● **EXCERPT**
Yesterday’s post questioned why mortgage servicers–and not mortgage investors–were punished by the IFR. The reason for that question is this: servicers are supposed to be mere debt collectors. That is, servicers are not the entities to whom a debt is owed (they can be, but generally are not) and therefore, servicers supposedly only act to collect debts or foreclose on collateral as the agent of the entities to whom debts are actually owed. While this is more or less common knowledge and explanations of mortgage servicing can be found all over the Internet, I wanted to include one example of these myriad explanations just to illustrate that the above is not at all some misapprehension on my part of the facts. So here is an explanation in simple, direct language from the website of the San Francisco Chronicle:
“Mortgage servicers handle all customer service beyond just collecting monthly payments. While they do not own the loans, mortgage servicers are the borrower interface, answering questions, correcting posting errors, collecting past-due payments and coordinating loan modifications. Servicers, however, cannot usually make final decisions regarding changes in loan terms or foreclosure issues since they do not own the mortgages.”

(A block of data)
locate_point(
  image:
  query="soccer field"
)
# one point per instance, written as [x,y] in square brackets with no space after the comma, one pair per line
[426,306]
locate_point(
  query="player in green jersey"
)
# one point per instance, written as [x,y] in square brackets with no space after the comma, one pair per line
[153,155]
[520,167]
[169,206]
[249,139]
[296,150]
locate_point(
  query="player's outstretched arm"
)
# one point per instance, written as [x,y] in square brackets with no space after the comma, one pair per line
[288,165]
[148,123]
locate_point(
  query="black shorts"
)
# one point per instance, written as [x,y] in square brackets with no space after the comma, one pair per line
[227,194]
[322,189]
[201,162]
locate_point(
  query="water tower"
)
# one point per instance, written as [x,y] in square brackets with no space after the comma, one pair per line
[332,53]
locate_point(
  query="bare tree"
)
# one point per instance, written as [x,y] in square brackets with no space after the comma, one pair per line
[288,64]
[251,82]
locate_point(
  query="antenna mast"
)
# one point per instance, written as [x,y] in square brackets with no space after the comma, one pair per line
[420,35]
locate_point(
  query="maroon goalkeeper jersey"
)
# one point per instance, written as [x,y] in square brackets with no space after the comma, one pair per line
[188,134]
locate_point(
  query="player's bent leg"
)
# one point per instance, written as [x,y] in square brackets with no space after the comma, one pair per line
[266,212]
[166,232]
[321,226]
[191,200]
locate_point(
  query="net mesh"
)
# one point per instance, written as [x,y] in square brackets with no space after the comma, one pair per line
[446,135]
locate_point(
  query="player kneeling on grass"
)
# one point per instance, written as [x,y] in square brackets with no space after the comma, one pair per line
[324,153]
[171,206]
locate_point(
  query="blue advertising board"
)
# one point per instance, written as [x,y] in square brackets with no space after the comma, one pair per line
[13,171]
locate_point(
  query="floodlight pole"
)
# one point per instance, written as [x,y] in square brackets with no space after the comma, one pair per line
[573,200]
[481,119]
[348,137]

● **TASK LIST**
a: In the excerpt on mortgage servicers, condense the paragraph beginning "Yesterday's post questioned" into a shorter version that keeps its main facts.
b: Take the piece on mortgage servicers further, starting right after its final sentence.

● **OUTPUTS**
a: Yesterday's post asked why the IFR punished mortgage servicers rather than mortgage investors. The question arises because servicers are supposed to be mere debt collectors: they generally are not owed the debt, and they collect payments or foreclose only as agents of those who are. This is common knowledge, explained all over the Internet, but to show it is not my misunderstanding, here is one plain explanation from the San Francisco Chronicle's website:

b:
Gotta love that–“customer service.” So the IFR punished the supposed “customer service” representatives of the mortgage business. To carry the analogy a little further and hopefully explain the question I’m getting at, does it make sense to punish the customer service reps at a business when the manager is the one who is embezzling funds? No, of course not. So again, why did the OCC want to punish the servicers and not the ones who supposedly control the servicers?
The real question
And because I have a bone to pick with them–and every taxpayer should have a bone to pick with them–my question really is this: why wasn’t Fannie Mae and its ilk punished? That is, why is there not a settlement or consent order with Fannie Mae and Freddie Mac as well as other supposed “investors” in so-called “mortgage loans?” Because after all, the foreclosures would have to have been ordered by Fannie/Freddie/investors because they were supposedly the principals while the servicers were merely their agents. And even if the so-called servicers screwed things up as alleged by the OCC/Fed in the settlement, the responsibility for those screw-ups ultimately lies with Fannie/Freddie/investors because the servicers supposedly work for Fannie/Freddie/investors. Right?
To go back to the retail analogy, if I manage or own say, a retail store, and my customer service reps keep overcharging people or stealing merchandise, aren’t I as the manager ultimately responsible? Shouldn’t I fire these bad employees of mine? Shouldn’t I, as manager/owner, at least take some sort of disciplinary or corrective action against my employees? Yes, of course. But Fannie/Freddie/investors did not punish their supposed employees, i.e., the servicers.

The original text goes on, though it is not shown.